Records from a data collection
☆ ☆ ☆

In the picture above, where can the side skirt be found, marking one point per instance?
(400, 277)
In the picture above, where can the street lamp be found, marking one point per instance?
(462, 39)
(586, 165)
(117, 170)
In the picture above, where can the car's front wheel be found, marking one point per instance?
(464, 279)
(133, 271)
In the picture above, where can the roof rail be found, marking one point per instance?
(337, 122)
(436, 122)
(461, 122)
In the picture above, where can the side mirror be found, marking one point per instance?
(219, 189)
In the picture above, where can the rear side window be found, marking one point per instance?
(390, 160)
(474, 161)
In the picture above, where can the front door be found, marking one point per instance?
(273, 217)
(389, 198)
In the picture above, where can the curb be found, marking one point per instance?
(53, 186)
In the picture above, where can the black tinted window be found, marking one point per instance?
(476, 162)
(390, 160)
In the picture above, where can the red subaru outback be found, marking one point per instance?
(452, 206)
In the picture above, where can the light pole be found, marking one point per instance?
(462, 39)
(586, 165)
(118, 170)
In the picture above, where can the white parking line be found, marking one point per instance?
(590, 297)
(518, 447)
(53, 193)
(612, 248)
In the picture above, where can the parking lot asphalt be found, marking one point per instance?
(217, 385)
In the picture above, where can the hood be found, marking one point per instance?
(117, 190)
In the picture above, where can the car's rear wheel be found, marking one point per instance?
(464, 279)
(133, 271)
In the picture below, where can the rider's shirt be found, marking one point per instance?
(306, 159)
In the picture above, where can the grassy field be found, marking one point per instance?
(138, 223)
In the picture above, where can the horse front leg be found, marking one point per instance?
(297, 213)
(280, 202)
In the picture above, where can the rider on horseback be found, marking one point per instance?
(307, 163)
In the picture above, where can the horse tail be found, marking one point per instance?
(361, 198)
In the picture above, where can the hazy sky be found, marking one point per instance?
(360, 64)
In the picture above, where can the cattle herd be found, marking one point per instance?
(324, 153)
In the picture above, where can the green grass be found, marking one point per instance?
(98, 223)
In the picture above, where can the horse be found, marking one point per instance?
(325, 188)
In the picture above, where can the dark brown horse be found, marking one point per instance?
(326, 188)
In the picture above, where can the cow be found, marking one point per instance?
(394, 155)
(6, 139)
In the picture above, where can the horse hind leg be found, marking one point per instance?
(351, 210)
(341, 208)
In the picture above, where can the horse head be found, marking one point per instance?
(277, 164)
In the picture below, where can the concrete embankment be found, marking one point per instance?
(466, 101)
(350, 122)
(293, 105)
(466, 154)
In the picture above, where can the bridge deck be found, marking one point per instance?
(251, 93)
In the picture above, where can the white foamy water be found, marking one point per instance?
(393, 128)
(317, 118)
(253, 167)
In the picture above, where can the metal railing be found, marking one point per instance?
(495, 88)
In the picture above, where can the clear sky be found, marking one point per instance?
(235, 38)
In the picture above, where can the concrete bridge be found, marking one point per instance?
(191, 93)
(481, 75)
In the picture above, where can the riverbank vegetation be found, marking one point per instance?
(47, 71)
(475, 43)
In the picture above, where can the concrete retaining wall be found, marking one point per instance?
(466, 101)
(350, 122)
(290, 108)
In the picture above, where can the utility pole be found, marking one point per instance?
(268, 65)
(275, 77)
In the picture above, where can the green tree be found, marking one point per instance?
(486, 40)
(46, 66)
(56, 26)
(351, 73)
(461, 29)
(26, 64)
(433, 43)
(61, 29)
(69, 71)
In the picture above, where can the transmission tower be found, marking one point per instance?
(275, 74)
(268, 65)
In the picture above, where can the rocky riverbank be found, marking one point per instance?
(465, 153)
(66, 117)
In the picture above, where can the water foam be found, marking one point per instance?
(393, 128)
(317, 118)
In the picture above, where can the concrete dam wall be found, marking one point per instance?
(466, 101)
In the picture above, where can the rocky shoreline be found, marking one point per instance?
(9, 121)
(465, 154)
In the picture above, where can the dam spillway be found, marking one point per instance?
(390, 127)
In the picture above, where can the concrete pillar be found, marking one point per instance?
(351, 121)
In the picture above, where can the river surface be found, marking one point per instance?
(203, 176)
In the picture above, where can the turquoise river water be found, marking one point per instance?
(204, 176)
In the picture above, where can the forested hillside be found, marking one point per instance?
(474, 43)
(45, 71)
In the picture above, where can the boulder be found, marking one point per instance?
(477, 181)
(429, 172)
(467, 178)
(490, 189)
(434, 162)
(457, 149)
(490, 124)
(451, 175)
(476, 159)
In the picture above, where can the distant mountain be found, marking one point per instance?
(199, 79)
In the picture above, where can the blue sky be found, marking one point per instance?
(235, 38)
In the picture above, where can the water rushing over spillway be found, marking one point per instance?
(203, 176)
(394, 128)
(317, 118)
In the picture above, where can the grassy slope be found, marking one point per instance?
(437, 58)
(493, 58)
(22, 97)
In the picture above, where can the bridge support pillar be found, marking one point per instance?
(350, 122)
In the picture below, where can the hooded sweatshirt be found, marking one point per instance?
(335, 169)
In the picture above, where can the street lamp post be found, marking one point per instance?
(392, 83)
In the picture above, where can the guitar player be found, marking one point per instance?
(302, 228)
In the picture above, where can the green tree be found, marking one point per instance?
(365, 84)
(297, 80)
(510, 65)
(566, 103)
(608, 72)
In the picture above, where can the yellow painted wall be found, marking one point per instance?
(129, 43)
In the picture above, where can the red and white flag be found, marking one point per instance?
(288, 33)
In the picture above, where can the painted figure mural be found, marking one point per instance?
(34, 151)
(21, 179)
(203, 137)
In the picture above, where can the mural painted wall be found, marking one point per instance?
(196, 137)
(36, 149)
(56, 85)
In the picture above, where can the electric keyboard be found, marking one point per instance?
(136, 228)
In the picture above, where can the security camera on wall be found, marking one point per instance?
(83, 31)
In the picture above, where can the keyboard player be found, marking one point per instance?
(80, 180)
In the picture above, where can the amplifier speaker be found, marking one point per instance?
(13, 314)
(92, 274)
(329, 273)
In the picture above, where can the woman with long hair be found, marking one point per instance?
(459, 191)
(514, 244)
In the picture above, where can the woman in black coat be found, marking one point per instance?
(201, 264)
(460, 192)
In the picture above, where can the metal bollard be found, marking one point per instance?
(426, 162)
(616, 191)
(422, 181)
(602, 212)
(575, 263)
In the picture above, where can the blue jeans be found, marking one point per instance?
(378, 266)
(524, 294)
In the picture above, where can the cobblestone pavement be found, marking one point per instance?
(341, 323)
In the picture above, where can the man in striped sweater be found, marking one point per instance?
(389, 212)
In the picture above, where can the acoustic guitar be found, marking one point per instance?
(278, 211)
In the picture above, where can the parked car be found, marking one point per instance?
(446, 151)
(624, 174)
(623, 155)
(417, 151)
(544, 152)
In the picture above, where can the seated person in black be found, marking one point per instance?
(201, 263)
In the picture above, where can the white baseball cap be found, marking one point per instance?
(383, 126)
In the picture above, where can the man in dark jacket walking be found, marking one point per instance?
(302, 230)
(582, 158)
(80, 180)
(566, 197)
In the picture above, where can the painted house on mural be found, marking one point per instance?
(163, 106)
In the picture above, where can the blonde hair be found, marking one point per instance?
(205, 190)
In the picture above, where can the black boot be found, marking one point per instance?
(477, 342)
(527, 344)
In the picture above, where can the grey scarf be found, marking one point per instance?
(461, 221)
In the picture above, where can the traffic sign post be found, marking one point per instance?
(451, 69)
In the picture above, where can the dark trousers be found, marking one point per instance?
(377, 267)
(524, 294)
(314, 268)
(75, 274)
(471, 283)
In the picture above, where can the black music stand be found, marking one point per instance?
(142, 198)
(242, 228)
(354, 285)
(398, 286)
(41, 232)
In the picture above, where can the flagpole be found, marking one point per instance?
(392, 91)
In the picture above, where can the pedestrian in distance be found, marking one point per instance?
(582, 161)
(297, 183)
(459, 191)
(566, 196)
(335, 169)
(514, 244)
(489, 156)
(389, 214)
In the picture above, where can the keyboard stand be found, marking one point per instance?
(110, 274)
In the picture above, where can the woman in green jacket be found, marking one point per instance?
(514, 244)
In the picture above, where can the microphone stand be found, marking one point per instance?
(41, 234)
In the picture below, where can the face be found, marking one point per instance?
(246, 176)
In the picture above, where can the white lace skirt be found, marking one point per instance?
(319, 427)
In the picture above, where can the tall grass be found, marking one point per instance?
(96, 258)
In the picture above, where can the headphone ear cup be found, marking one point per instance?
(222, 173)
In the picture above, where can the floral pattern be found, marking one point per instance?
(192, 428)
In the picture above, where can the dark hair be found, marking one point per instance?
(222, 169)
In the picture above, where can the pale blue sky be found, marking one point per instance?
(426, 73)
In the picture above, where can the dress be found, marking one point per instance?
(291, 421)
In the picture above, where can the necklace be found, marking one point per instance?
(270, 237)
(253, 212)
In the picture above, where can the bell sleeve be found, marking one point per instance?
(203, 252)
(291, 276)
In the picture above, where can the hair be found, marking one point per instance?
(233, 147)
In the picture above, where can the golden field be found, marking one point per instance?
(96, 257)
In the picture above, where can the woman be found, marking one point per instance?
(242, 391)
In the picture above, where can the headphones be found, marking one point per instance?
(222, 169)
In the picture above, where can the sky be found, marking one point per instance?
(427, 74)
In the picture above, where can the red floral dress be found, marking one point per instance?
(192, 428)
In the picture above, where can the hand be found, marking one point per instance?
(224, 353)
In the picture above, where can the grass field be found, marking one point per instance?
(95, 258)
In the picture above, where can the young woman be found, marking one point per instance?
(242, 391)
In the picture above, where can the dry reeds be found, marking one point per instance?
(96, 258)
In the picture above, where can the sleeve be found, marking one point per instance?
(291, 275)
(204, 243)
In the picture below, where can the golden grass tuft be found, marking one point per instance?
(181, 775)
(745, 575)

☆ ☆ ☆

### PROBLEM REQUIREMENTS:
Once the line that contains "In the picture above, where can the pale" is found, please give it again exactly, along with each line that comes after it, through the last line of the entries.

### ANSWER:
In the picture above, where can the pale blue sky be found, marking one point per instance?
(426, 73)
In the picture above, where can the dress be found, marking one point per instance?
(291, 421)
In the picture above, where can the necklace be found, marking one point per instance?
(270, 237)
(253, 212)
In the picture above, where can the bell sleeve be found, marking one point per instance?
(203, 252)
(291, 276)
In the picture above, where can the hair be found, marking one point per instance?
(233, 147)
In the picture above, where can the golden field be found, marking one point per instance?
(96, 257)
In the picture above, where can the woman be found, marking one point per instance?
(242, 391)
In the picture above, where can the headphones be found, marking one point per instance?
(222, 169)
In the picture above, where can the sky be found, marking one point per instance?
(427, 74)
In the picture above, where can the red floral dress be found, marking one point per instance?
(192, 428)
In the picture above, where can the hand be found, marking one point per instance?
(224, 353)
In the picture above, where can the grass field be found, marking one point per instance?
(95, 258)
In the picture above, where can the young woman be found, marking one point per instance?
(242, 391)
In the picture above, where can the dry reeds be found, marking one point per instance?
(96, 258)
In the picture above, where can the sleeve be found, marking one point per instance?
(291, 275)
(204, 243)
In the picture below, where can the golden grass tuft be found, marking one point per instance?
(181, 775)
(745, 575)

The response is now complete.